= INSTRUCTIONS TO FOLLOW =
Please continue the article about the Dartmoor farmer and rural mental health, picking up after its last sentence.

= SUPPLIED TEXT =
A DARTMOOR farmer has urged people experiencing hardship on the land to speak up in a bid to reduce the associated mental health impacts.
Noel Bull has actively campaigned to turn the tide of mental health in rural communities, having been connected to 15 people who have suicided.
Triggering a fundraising campaign for beyondblue in 2015, Mr Bull remains vocal on the issue and has shared concerns in how people approach day-to-day life.
Mr Bull said it was a “different” world compared to a couple of decades ago, stating mental health was now at the forefront of issues which need addressing.
“External factors can have significant impact on a person’s mental health, especially financial pressure,” Mr Bull said.
“For some reason people seem to look at mental health issues as some sort of disease instead of something like breaking an arm.
“There are pressures in all parts of life and I worry on how much we can handle.”
Mr Bull said the rising prices of essential living items have created unexpected stress for buyers.
“Five years ago you could purchase land for around $2500 an acre but now people are paying somewhere between $4000 and $7000,” he said.
“This creates tension for the young person or people who bought it.
“In three years time when there is a slump we will be going through it all again and I am not sure on how we can stop it.”

= PROVIDED INFORMATION =
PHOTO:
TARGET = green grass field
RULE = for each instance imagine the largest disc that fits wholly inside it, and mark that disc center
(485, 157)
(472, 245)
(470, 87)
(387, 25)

= THE ANSWER =
The 2018 Tenison Woods College Shining Light Award recipient and 2017 Glenelg Shire Citizen of the Year Australia Day Award joint winner said he has seen the effect mental health can have if it is not managed.
“I would love to see people buying less houses and cars and just enjoying life,” he said.
“I think people nowadays seem to want everything and sometimes it can get out-of-hand.
“I always question whether we do put too much pressure on ourselves.”
People make mistakes according to Mr Bull who said it is all part of living.
“Even though you may mess things up, sometimes it is not your fault and you cannot do anything about it,” he said.
“You have to deal with it and move on.
“People need to be more aware of the pressures some people are under before scrutinising.”
Mr Bull recommended people who were “struggling” should speak to a professional.
“We need to make sure people are working in a positive environment whether it be in the office or out on the land,” he said.
“I think there is huge pressure in the dairy industry at the moment.
“Even in Casterton people are doing it much worse than what we are here in the South East and it continues to worsen as you travel north.”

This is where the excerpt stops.